Raptors are wonderful to see. They glide quietly and effortlessly as they ride the thermals but, with the exception of the Osprey (the fish-hawk), most raptors will avoid crossing large bodies of water--they must conserve energy and need thermals to help gain altitude. That is why Cape May is such a good spotting area. The raptors will funnel down to Cape May and spend a lot of time thinking (oh that's right, birds don't think) about how to get to Delaware. They cluster there, and many will go back up the west coast of NJ until they feel better about crossing the Delaware Bay. Others will wait for a hefty tail-wind to help in the crossing.

Two species of raptors migrate well into South America. For example, the six-week-long caravan of broad-winged hawks will make a right turn when they hit the Gulf of Mexico. At that point they will follow the coast through Texas and Mexico as they head for central South America. The Osprey are somewhat more at home with water and will migrate all the way to Argentina, crossing both the Gulf of Mexico and the Caribbean--island-hopping along the way. Experts in navigation, all species of raptors will usually return to the same area year after year, often pairing with the same mate.

◆ Stated problem A:
In the passage on raptor migration, how far south do Ospreys migrate?
◆ Stated problem B:
Reproduce the part of the passage on raptor migration that opens with the words "Raptors are wonderful" and closes with "in the crossing.".
◆ Stated problem C:
Write the next part of the passage on raptor migration, starting right after its final sentence.
The data after this comes from a separate source.

◆ Dataset content:
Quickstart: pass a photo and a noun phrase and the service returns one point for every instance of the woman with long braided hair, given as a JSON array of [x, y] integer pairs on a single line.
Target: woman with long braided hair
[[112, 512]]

◆ Expected output A:
All the way to Argentina.

◆ Expected output B:
Raptors are wonderful to see. They glide quietly and effortlessly as they ride the thermals but, with the exception of the Osprey (the fish-hawk), most raptors will avoid crossing large bodies of water--they must conserve energy and need thermals to help gain altitude. That is why Cape May is such a good spotting area. The raptors will funnel down to Cape May and spend a lot of time thinking (oh that's right, birds don't think) about how to get to Delaware. They cluster there, and many will go back up the west coast of NJ until they feel better about crossing the Delaware Bay. Others will wait for a hefty tail-wind to help in the crossing.

◆ Expected output C:
Birding is a wonderful pastime and, for many of us, it can become quite habit forming. But it is also very relaxing, and can carry you away from the noise and cares of the everyday working world.

Find out more about raptors and birding in general with a visit to the New Jersey Audubon headquarters at the Scherman-Hoffman Sanctuary in Bernardsville (Phone: 908-766-2661). The gift shop there has many books on birding, and it is a nice place to browse.

Hope to see you on the mountain.

John Smith is a principal author and photographer for the revised book, "Exploring the Little Rivers of New Jersey", originally written by James and Margaret Cawley, and published by Rutgers University Press in 1993.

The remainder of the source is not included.